> _TASK STATEMENT_
In the method documentation below, which table does clean_not_processed_batches() clean the unprocessed batch rows from?

> _SOURCE TEXT_
↓↓↓
The default is false.

The method checks if there is already a destination schema in the stored schema mappings. As each schema should be managed by one mapping only, if the method returns None then the source can be store safely. Otherwise the action. The method doesn’t take any decision leaving this to the calling methods. The method assumes there is a database connection active. The method returns a list or none. If the list is returned then contains the count and the destination schema name that are already present in the replica catalogue.

Parameters:exclude_current_source – If set to true the check excludes the current source name from the check.
Returns:the schema already mapped in the replica catalogue.
Return type:list
check_source()[source]

The method checks if the source name stored in the class variable self.source is already present. As this method is used in both add and drop source it just retuns the count of the sources. Any decision about the source is left to the calling method. The method assumes there is a database connection active.

check_source_consistent()[source]

This method checks if the database is consistent using the source’s high watermark and the source’s flab b_consistent. If the batch data is larger than the source’s high watermark then the source is marked consistent and all the log data stored witth the source’s tables are set to null in order to ensure all the tables are replicated.

clean_batch_data()[source]

This method removes all the batch data for the source id stored in the class varible self.i_id_source.

The method assumes there is a database connection active.

clean_not_processed_batches()[source]

The method cleans up the not processed batches rows from the table sch_chameleon.t_log_replica. The method should be executed only before starting a replica process. The method assumes there is a database connection active.

cleanup_idx_cons(schema, table)[source]

The method cleansup the constraint and indices for the given table using the statements collected in collect_idx_cons. :param schema: the table’s schema :param table: the table’s name

cleanup_replayed_batches()[source]

The method cleanup the replayed batches for the given source accordingly with the source’s parameter batch_retention

cleanup_source_tables()[source]

The method cleans up the tables for active source in sch_chameleon.t_replica_tables.

cleanup_table_events()[source]

The method cleans up the log events in the source’s log tables for the given tables

collect_idx_cons(schema, table)[source]

The method collects indices and primary keys for the given table from the views v_idx_pkeys,v_fkeys. :param schema: the table’s schema :param table: the table’s name

connect_db()[source]

Connects to PostgreSQL using the parameters stored in self.dest_conn. The dictionary is built using the parameters set via adding the key dbname to the self.pg_conn dictionary. This method’s connection and cursors are widely used in the procedure except for the replay process which uses a dedicated connection and cursor.

copy_data(csv_file, schema, table, column_list)[source]

The method copy the data into postgresql using psycopg2’s copy_expert. The csv_file is a file like object which can be either a csv file or a string io object, accordingly with the configuration parameter copy_mode. The method assumes there is a database connection active.

Parameters:
  • csv_file – file like object with the table’s data stored in CSV format
  • schema – the schema used in the COPY FROM command
  • table – the table name used in the COPY FROM command
  • column_list – A string with the list of columns to use in the COPY FROM command already quoted and comma separated
create_database_schema(schema_name)[source]

The method creates a database schema. The create schema is issued with the clause IF NOT EXISTS. Should the schema be already present the create is skipped.
↑↑↑
> _DATASET EXCERPT_
↓↓↓
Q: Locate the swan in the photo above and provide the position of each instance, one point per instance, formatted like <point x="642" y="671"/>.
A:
↑↑↑
> _CORRECT RESPONSE_
sch_chameleon.t_log_replica